A entendre les critiques si positives et les nuées de fans, j'en viens à me demander ce qu'est le cinéma de tarantino...

Comment peut-on apprécier un tel film, si l'on a gouté à Pulp Fiction, à Jackie Brown.. Il ne s'agit pas que d'intentions, et de l'évidente facilité mercantile qu'a épousé la carrière du réa. Il n'y a juste plus rien de ce qui fait la qualité de son cinéma, de ce qui fait son style, son essence.

Le problème étant que Tarantino n'est pas un cinéaste de l’esthétique. Il n'est pas le clipeur pop art, si habile avec l'action et la chorégraphie qu'il voudrait. Tarantino trouve sa force dans ses personnages, dans ses dialogues, dans l'amplitude de sa narration et de ses scènes. Ses qualités sont là et elles sont rares. Mais si elles se montraient moins dans Kill Bill, déjà, elles ont quasi disparu de ce Django là.

Il faut se rappeler comme Pulp Fiction est aussi bavard que ses bavardages sont essentiels. Chacune de ses scène y est précisément ciselée, structurée, disposée dans la narration avec un un soucis permanent du suspens, et jamais, jamais l'impression qu'elle n'est là pour rien. Mais qu'avons nous dans Django, une bonne heure de ballade sympatoche sans tension dramatique ni répliques fameuses. Juste Tarantino qui est en roue libre, Waltz qui cabotine gentiment, des personnages plats qui évoluent sans enjeux, sans perspective. Je me suis ennuyé, et pas qu'un peu. Le film démarre, dramatiquement, quand on découvre Caprio, mais c'est encore avec maladresse et lourdeur, comme si le réalisateur, si content de lui, si sûr de sa cultitude immédiate, savourait la moindre de ses scènes creuses avec la plus grande emphase. Tout est bon à prendre, tout est génial, délicieusement joué, incroyablement dialogué, alors profitons en comme un grand vin. Sauf que non, tout est petit, anecdotique, facile, et du coup, long et chiant.

Même la seule vraie scène Tarantinesque du film, le "diner" est gachée par sa lourdeur. Le Quentin des années 90 y aurait joué subtilement du suspens, de la rétention des informations, de l’ambigüité de la situation pour nous passionner. Ici rien de tout ça, on étale, on expose, on use de ses acteurs....

Liste des données:
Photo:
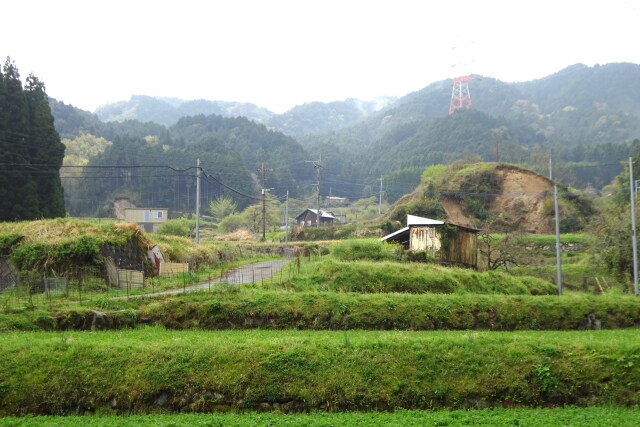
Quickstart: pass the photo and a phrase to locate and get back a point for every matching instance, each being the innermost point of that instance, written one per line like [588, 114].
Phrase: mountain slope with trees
[31, 152]
[587, 136]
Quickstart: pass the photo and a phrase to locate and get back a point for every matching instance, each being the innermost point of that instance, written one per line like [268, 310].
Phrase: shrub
[371, 249]
[177, 227]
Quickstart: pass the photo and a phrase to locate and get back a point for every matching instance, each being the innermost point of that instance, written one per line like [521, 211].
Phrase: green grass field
[152, 369]
[571, 416]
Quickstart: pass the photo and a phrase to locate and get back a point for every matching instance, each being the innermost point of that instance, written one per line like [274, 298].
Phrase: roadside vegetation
[552, 417]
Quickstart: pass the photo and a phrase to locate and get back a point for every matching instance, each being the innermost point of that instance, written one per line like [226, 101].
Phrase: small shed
[310, 217]
[149, 219]
[430, 235]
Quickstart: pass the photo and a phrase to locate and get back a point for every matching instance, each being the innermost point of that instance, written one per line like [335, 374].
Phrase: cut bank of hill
[501, 196]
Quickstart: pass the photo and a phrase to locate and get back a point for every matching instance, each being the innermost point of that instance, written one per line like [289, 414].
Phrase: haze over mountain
[313, 117]
[584, 117]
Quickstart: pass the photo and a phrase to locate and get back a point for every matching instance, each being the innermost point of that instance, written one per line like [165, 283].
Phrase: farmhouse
[310, 216]
[449, 243]
[149, 219]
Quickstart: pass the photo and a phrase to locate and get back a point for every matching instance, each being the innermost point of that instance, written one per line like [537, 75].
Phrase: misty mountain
[309, 118]
[167, 111]
[585, 115]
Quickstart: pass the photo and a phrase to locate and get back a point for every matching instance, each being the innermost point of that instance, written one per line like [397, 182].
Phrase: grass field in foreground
[154, 370]
[595, 416]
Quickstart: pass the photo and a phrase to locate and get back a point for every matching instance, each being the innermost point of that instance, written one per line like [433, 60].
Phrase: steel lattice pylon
[460, 96]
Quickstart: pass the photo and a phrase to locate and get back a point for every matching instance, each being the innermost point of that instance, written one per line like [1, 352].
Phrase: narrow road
[249, 273]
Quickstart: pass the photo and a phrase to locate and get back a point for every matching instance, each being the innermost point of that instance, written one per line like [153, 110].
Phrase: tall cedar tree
[31, 152]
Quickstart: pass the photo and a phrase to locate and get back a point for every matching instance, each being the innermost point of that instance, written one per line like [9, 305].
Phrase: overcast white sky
[281, 53]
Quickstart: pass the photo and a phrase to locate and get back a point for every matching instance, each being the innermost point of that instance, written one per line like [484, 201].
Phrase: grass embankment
[388, 276]
[153, 369]
[245, 309]
[571, 416]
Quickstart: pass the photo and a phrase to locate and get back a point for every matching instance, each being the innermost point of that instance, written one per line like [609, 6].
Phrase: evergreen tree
[30, 150]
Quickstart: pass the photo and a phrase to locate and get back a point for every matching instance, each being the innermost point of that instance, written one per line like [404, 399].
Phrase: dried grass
[237, 236]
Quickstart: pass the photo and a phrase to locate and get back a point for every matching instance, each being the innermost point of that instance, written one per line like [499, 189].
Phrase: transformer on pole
[460, 96]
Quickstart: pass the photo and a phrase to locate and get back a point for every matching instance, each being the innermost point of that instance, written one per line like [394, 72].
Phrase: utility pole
[264, 171]
[286, 221]
[317, 164]
[634, 237]
[198, 201]
[380, 203]
[558, 247]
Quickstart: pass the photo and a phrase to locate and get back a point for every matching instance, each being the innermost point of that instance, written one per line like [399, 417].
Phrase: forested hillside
[583, 118]
[160, 170]
[30, 150]
[309, 118]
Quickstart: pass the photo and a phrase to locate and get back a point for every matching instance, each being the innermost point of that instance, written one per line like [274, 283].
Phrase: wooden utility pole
[264, 171]
[317, 164]
[558, 247]
[198, 201]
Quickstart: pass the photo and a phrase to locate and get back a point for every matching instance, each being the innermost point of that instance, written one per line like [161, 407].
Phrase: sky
[283, 53]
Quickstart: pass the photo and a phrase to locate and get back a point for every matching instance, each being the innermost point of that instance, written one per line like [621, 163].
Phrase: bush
[371, 249]
[182, 227]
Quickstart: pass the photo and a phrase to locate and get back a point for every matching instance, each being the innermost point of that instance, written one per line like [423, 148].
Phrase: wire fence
[29, 289]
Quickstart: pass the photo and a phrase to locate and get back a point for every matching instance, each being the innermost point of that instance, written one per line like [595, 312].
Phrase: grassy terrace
[152, 369]
[347, 334]
[604, 416]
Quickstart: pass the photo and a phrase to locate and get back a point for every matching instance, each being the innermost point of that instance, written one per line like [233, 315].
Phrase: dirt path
[249, 273]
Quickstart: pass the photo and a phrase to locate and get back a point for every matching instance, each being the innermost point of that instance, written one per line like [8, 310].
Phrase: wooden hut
[449, 243]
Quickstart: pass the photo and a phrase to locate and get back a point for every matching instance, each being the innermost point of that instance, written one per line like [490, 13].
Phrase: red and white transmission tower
[460, 96]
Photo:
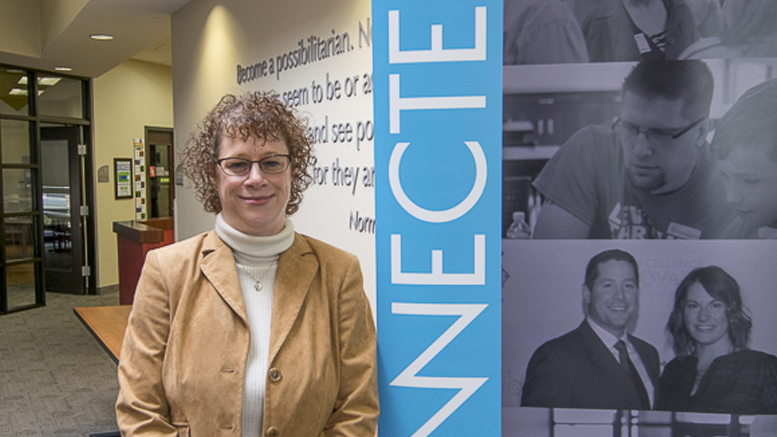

Problèmes à résoudre:
1. Recopiez mot pour mot la critique de Django, depuis « Comment peut-on apprécier » jusqu'à « style, son essence. » inclus.
2. Présentez sous forme de liste numérotée les lignes des entrées, de la ligne qui contient « like [8, 310]. » jusqu'à la dernière ligne des entrées, les deux incluses. Omettez les lignes vides et les images.

Réponses par consigne:
1.
Comment peut-on apprécier un tel film, si l'on a gouté à Pulp Fiction, à Jackie Brown.. Il ne s'agit pas que d'intentions, et de l'évidente facilité mercantile qu'a épousé la carrière du réa. Il n'y a juste plus rien de ce qui fait la qualité de son cinéma, de ce qui fait son style, son essence.

2.
1. Quickstart: pass the photo and a phrase to locate and get back a point for every matching instance, each being the innermost point of that instance, written one per line like [8, 310].
2. Phrase: wooden hut
3. [449, 243]
4. Quickstart: pass the photo and a phrase to locate and get back a point for every matching instance, each being the innermost point of that instance, written one per line like [490, 13].
5. Phrase: red and white transmission tower
6. [460, 96]
7. Photo:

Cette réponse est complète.